_Teks Kutipan_.
• • • • • • •

Minggu, 24 Januari 2010

Gema Adzan Menggetarkan Jiwaku!

Gema Adzan Menggetarkan Jiwaku!

M. Syamsi Ali

 

Senin malam lalu, bertepatan dengan hari peringatan kelahiran Dr. Martin Luther, pejuang hak-hak kesetaraan antar ras di AS, dilangsungkan perhelatan akbar di Lincoln Center kota New York . Sedikitnya sekitar 2000 penonton menghadiri acara pertunjukan International Distinguished Concert of New York (IDCNY) dengan tema “The Armed for Peace”.

 

Acara ini sendiri dikemas sebagai rangkaian memperingati hari kelahiran Martin Luther sebagai simbol ‘non violence’ (anti kekerasan/perang). Sedangkan acara dengan tema “The Armed Force for Peace” dimaksudkan sebagai tandingan terhadap “the Armed Force for war”, yang akhir-akhir ini mendominasi berbagai peristiwa dunia kita.

• • • • • • •

_Data Tercatat_.
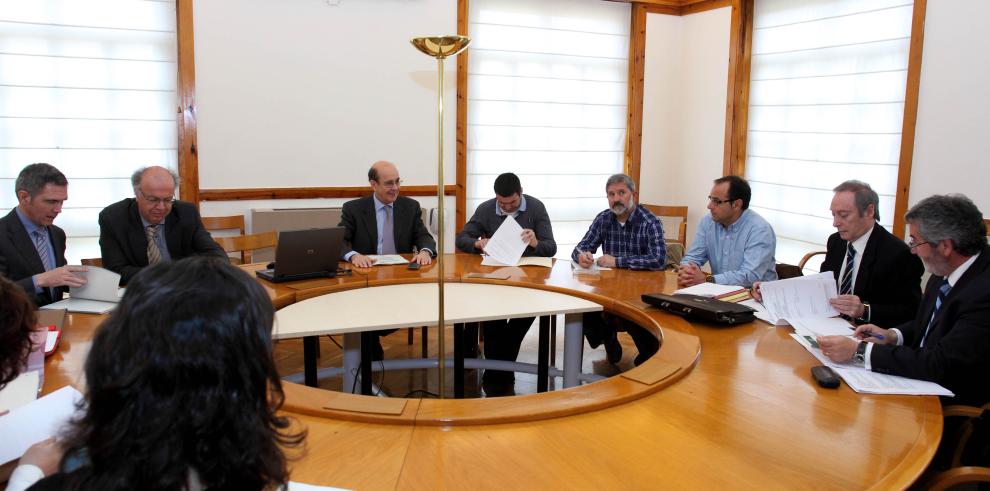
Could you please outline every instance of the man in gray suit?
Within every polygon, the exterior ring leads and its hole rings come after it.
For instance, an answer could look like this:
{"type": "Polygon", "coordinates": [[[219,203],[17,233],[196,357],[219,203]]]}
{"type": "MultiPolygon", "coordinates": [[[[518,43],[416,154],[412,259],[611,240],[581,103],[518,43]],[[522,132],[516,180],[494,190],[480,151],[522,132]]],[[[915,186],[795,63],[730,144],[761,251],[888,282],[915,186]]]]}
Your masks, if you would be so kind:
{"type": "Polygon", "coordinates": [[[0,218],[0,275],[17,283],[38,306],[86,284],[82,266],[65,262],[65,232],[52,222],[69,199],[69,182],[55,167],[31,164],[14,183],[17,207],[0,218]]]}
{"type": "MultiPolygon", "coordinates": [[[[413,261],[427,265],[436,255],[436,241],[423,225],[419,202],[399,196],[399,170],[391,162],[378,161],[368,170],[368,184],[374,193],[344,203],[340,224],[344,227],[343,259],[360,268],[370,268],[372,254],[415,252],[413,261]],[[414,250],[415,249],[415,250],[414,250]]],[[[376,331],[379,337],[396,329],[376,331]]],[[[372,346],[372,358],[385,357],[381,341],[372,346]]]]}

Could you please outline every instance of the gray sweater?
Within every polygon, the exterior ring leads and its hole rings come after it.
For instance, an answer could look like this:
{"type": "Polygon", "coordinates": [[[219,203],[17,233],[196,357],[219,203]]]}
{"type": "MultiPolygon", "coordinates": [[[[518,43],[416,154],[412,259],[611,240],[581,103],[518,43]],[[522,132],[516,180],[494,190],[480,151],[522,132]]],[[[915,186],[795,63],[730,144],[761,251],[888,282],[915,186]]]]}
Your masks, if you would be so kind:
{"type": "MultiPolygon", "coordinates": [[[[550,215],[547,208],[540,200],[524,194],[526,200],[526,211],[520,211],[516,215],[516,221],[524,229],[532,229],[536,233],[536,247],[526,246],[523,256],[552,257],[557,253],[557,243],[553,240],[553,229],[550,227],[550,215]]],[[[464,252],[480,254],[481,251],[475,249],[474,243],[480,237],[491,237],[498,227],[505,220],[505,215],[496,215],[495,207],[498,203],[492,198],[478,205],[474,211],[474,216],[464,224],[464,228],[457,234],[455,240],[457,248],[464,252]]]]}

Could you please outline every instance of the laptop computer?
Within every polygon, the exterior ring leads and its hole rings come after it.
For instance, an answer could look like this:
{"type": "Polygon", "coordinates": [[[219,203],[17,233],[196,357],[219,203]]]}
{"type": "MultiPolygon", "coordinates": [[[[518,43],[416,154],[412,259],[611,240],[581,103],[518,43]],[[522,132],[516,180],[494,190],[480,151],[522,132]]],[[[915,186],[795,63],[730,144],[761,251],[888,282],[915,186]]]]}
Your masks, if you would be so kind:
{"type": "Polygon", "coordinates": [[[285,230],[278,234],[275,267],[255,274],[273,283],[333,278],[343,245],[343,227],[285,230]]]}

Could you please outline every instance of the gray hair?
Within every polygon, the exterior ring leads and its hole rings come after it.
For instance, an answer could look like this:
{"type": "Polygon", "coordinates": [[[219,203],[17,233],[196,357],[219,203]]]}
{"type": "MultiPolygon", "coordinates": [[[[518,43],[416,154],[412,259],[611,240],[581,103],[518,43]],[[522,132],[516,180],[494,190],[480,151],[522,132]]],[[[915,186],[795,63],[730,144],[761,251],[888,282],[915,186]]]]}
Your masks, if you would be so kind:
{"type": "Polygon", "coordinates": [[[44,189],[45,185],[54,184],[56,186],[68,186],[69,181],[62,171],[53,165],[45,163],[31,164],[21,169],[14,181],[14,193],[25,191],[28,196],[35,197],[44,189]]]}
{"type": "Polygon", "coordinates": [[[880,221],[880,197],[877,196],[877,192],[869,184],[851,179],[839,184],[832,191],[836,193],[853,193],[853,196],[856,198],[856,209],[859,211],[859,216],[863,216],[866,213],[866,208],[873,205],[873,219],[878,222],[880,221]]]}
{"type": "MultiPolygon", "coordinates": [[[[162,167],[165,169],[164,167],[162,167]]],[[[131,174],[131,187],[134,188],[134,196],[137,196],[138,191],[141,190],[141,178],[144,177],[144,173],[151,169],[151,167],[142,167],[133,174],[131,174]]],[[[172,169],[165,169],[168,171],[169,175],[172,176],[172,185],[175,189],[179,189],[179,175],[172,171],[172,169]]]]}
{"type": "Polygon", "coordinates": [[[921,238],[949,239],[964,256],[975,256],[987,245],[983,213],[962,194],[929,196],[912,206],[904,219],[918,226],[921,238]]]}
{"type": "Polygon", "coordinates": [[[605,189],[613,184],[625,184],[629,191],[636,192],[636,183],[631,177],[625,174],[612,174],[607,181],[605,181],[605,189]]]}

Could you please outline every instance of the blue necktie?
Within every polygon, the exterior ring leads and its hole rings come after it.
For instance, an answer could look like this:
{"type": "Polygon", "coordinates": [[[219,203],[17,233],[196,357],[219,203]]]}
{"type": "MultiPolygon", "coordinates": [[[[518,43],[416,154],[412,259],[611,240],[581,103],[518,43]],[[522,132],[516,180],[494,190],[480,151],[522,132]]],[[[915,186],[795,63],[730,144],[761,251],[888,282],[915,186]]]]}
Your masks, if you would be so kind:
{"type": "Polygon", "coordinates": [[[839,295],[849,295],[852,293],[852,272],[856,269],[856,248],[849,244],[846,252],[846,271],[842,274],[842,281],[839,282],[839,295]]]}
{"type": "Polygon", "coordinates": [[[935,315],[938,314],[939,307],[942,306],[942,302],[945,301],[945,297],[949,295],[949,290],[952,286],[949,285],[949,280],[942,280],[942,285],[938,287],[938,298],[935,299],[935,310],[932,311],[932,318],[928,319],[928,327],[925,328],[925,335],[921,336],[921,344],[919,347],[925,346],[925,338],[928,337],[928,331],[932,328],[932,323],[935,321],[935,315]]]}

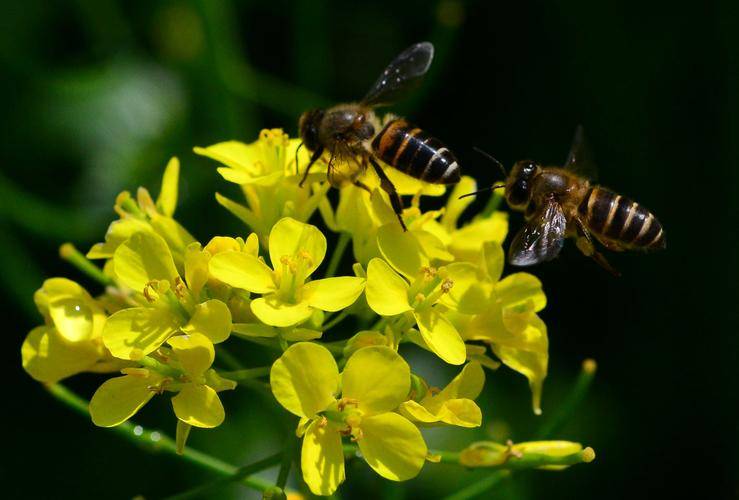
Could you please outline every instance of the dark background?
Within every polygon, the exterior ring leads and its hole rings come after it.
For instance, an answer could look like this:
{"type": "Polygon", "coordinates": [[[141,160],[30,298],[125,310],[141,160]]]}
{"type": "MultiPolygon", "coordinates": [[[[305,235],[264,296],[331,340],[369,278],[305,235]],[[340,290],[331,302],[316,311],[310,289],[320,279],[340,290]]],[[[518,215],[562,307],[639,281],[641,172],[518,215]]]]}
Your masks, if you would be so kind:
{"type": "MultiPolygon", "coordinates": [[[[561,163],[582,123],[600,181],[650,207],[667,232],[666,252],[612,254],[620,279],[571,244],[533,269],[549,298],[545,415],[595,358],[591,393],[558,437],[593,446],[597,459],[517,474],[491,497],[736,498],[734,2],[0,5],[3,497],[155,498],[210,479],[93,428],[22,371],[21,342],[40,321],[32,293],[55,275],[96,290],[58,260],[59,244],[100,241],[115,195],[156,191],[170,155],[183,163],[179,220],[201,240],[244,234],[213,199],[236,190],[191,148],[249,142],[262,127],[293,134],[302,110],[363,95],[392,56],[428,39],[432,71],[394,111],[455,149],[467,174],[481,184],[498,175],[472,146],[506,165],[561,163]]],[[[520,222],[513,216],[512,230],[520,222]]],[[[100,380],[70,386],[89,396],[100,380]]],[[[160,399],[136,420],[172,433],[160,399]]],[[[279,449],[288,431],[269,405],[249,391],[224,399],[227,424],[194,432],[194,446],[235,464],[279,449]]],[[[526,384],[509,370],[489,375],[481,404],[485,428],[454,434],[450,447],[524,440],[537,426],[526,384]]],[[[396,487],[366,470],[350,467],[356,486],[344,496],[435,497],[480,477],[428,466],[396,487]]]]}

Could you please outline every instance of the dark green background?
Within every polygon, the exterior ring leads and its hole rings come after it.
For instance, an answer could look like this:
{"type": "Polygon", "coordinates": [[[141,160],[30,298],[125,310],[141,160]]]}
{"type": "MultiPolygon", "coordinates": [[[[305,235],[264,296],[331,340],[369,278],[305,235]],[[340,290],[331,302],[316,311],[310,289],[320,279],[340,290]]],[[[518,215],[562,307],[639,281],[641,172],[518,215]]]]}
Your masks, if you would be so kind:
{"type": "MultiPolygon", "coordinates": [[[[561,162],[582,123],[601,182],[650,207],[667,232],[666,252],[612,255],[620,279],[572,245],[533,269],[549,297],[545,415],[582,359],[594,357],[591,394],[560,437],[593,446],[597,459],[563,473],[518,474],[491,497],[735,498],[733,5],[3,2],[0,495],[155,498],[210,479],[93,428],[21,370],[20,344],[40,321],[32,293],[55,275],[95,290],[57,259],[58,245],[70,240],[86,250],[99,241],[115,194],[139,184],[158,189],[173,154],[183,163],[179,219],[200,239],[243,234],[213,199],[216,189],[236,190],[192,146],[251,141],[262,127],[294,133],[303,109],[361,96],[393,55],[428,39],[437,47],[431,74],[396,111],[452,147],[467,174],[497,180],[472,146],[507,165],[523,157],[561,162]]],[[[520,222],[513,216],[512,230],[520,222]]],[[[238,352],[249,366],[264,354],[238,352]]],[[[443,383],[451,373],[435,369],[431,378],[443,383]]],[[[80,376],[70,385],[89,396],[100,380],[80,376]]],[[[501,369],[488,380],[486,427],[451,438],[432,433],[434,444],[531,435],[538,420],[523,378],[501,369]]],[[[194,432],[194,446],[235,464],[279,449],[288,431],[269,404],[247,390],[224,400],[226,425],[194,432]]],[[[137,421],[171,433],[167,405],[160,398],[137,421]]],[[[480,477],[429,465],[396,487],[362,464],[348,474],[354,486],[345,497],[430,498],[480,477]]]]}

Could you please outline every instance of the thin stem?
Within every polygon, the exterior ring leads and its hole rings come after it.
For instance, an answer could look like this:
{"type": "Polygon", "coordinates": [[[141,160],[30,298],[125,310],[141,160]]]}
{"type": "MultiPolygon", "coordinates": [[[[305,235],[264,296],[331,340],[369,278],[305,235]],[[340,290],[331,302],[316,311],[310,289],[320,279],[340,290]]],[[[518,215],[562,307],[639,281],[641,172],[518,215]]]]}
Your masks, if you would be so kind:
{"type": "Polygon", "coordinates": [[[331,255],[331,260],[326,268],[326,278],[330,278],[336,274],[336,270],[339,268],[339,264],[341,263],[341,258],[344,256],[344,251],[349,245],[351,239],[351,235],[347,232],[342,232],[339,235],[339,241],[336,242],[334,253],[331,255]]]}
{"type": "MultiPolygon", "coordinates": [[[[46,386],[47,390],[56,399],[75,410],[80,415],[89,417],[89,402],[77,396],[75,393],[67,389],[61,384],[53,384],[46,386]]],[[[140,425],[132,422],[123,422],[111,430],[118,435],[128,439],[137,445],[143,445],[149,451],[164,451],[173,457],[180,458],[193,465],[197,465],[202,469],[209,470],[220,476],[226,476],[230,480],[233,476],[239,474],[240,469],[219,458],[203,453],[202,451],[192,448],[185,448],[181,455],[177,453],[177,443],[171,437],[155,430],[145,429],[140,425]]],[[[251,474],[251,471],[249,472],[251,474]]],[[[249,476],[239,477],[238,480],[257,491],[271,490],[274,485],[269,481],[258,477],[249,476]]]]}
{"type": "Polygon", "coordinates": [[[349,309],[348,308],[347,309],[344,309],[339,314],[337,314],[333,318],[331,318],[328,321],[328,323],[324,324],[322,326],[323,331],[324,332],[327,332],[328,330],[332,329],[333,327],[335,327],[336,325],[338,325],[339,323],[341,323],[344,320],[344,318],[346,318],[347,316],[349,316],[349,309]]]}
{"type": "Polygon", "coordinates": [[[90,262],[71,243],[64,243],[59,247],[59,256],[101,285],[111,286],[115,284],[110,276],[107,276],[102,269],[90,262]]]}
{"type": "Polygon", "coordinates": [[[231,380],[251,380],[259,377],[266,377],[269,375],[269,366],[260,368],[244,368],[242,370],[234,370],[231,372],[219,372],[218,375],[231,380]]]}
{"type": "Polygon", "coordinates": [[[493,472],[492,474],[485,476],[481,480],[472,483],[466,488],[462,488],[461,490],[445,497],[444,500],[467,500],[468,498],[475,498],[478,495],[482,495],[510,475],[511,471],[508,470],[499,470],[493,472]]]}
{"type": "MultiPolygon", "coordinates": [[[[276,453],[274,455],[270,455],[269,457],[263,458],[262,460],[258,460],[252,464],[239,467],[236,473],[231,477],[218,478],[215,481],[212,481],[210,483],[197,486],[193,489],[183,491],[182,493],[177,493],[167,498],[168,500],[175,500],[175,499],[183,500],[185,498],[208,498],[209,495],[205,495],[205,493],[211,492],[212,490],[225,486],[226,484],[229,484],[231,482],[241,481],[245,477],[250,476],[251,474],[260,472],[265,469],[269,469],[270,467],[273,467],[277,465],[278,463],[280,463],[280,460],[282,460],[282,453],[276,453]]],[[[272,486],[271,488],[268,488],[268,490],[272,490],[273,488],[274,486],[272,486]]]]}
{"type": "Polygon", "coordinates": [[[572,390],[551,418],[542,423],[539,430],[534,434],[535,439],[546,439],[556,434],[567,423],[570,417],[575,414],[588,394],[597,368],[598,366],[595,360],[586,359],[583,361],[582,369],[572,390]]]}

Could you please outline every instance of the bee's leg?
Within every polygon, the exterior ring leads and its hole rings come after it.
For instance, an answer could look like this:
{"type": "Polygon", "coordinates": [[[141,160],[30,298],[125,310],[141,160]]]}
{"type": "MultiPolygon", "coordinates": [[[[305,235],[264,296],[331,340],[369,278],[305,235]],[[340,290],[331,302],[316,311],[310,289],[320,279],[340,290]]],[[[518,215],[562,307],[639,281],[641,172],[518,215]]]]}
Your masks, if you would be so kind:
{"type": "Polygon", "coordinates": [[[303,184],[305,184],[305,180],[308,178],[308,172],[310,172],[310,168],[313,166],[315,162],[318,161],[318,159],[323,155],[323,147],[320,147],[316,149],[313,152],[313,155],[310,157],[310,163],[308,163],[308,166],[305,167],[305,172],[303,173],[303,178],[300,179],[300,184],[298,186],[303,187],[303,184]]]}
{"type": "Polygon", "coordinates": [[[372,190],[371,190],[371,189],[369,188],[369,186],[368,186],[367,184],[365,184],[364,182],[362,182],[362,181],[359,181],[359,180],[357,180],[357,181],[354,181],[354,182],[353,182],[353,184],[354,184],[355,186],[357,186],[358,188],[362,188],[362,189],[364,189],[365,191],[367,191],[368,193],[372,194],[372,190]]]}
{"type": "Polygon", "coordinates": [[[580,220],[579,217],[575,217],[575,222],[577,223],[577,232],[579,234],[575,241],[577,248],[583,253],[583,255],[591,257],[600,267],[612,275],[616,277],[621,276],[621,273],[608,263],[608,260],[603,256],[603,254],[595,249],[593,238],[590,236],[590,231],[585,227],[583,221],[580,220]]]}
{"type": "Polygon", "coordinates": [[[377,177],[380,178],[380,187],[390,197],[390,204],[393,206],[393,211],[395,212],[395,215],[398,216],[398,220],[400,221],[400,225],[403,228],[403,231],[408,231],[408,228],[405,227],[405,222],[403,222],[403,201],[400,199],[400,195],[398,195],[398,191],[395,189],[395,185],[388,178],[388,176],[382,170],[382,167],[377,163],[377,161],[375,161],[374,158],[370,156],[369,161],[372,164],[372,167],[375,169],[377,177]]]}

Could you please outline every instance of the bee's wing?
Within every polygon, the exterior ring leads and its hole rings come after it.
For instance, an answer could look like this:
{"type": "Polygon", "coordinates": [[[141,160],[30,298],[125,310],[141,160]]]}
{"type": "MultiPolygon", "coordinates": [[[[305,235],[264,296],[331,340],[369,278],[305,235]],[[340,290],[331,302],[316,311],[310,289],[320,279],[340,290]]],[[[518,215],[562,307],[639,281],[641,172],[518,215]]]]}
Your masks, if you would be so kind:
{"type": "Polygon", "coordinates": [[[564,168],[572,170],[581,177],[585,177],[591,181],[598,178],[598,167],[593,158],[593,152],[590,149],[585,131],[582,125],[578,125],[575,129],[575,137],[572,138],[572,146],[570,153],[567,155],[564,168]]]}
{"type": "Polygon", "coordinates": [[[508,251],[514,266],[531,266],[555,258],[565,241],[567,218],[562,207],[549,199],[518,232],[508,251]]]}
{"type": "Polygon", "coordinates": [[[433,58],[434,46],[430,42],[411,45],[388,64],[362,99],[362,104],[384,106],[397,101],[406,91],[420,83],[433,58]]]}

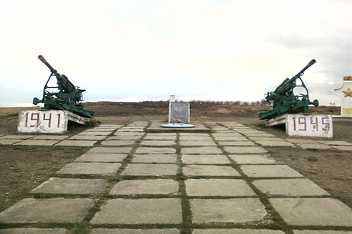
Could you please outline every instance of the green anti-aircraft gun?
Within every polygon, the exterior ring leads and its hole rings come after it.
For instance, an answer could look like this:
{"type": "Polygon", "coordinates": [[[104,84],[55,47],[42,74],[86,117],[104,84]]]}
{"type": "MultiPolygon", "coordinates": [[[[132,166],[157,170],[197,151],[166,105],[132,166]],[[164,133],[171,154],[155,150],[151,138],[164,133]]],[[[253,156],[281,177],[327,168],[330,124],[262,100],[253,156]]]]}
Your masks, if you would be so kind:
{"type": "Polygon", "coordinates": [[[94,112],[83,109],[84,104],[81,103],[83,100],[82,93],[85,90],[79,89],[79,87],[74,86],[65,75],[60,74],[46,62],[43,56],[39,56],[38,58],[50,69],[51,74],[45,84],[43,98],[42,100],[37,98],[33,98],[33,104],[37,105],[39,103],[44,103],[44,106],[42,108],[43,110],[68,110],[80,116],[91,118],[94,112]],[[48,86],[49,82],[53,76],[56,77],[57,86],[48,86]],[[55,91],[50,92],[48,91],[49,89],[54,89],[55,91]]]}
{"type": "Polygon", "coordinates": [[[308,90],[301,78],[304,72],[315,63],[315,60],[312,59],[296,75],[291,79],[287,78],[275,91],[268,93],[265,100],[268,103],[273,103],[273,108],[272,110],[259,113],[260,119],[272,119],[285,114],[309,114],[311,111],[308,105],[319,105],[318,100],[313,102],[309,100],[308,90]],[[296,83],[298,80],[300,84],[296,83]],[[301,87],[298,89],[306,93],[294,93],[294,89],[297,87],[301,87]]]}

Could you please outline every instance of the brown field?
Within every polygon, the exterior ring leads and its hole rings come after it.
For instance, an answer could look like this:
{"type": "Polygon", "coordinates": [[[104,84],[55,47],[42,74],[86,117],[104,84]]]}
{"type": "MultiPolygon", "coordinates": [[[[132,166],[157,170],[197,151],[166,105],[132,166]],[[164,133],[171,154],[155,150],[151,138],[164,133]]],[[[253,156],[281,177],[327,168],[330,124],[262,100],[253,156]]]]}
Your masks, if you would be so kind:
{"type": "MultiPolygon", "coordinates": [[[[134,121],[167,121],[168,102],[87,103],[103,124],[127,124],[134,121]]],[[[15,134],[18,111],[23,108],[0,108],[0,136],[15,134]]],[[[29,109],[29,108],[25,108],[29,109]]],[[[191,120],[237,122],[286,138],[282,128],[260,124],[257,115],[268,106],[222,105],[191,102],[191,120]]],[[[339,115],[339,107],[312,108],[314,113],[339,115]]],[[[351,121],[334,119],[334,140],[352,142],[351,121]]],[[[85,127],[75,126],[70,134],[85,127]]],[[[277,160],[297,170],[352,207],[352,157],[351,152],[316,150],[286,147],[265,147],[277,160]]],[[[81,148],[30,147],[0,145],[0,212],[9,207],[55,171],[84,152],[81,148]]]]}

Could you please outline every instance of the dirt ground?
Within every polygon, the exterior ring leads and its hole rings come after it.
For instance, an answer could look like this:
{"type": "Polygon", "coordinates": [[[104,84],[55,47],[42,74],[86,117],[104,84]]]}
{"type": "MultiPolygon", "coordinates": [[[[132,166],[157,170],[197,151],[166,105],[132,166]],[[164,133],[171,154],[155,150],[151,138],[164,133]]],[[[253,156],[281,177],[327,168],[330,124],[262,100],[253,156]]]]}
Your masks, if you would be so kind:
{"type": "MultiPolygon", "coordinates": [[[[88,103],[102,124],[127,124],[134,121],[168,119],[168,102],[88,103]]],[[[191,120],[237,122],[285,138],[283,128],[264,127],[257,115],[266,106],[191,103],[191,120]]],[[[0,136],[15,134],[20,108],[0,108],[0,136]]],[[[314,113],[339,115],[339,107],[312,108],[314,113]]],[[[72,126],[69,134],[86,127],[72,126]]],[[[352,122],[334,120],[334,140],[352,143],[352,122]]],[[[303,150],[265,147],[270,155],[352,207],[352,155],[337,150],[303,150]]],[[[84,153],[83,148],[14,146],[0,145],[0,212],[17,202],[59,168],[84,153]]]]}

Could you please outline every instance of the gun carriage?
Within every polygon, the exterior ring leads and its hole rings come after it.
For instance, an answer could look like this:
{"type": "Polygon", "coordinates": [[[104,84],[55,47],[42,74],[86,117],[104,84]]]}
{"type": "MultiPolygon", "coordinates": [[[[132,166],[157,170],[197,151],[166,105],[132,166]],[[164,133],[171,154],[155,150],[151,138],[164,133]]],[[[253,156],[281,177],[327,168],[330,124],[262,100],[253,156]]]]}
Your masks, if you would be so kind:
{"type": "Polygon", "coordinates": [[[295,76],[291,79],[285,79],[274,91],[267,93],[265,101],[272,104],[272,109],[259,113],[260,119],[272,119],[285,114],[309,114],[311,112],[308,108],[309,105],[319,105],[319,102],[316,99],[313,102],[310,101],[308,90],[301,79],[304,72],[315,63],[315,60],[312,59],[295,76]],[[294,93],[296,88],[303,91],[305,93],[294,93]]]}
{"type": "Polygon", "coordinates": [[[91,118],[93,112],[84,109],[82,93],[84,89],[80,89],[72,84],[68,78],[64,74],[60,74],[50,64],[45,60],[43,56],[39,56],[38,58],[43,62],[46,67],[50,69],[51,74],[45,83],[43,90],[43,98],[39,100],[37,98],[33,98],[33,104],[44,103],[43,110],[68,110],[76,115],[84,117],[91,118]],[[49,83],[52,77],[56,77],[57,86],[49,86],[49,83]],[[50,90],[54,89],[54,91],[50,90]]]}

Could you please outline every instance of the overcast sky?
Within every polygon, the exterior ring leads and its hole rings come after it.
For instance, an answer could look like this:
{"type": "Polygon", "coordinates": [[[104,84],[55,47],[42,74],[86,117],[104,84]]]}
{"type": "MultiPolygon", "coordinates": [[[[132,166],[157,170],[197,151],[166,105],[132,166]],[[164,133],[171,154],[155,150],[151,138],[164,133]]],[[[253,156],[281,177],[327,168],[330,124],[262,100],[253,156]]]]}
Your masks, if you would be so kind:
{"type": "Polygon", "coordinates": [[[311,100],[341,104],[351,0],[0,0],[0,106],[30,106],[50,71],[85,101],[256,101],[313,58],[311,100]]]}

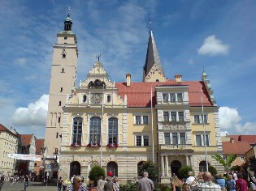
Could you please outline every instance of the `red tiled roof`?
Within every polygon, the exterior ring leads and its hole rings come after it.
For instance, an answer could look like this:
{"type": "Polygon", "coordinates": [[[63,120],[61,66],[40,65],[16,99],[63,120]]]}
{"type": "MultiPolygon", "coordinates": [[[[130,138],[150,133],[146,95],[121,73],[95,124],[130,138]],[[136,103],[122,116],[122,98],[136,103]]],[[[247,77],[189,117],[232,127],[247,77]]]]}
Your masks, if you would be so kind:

• • • • • • •

_Latihan Tertulis A_. Salin persis bagian teks tentang konser di Lincoln Center, mulai dari "M. Syamsi Ali" dan berakhir pada "peristiwa dunia kita.".
_Latihan Tertulis B_. Tuliskan lanjutan teks tentang konser di Lincoln Center, dimulai setelah kalimat terakhir yang tercantum.

_Hasil Latihan A_.
M. Syamsi Ali

 

Senin malam lalu, bertepatan dengan hari peringatan kelahiran Dr. Martin Luther, pejuang hak-hak kesetaraan antar ras di AS, dilangsungkan perhelatan akbar di Lincoln Center kota New York . Sedikitnya sekitar 2000 penonton menghadiri acara pertunjukan International Distinguished Concert of New York (IDCNY) dengan tema “The Armed for Peace”.

 

Acara ini sendiri dikemas sebagai rangkaian memperingati hari kelahiran Martin Luther sebagai simbol ‘non violence’ (anti kekerasan/perang). Sedangkan acara dengan tema “The Armed Force for Peace” dimaksudkan sebagai tandingan terhadap “the Armed Force for war”, yang akhir-akhir ini mendominasi berbagai peristiwa dunia kita.

_Hasil Latihan B_.
Saya sendiri hadir sebagai undangan tapi sekaligus diminta mengumandangkan adzan di selah-selah ‘concert for peace’ malam itu. Tentu dengan sangat senang hati saya hadir, apalagi dengan tiket gratis yang konon kabarnya dijual hingga seratusan UD Dollar itu. Tapi lebih dari itu, bagi saya, yang lebih menyenangkan lagi adalah kesempatan memperdengarkan sesuatu tentang Islam, walau itu hanya dengan gema adzan.

 

Bukan jalannya acara itu yang ingin saya ceritakan. Tapi sesuatu yang jauh lebih menarik dari segalanya.

 

Ternyata, diam-diam gema adzan yang saya lantungkan malam itu menjadi penyebab hidayah bagi seseorang. Dari dua ribuan hadirin itu, Allah memilih salah seorang di antara mereka untuk dibimbing menuju ridhoNya lewat kumandang adzan itu. Orang tersebut baru pagi ini, Rabu, datang ke Islamic Center dan menyampaikan perasaannya di saat adzan dikumandangkan malam itu.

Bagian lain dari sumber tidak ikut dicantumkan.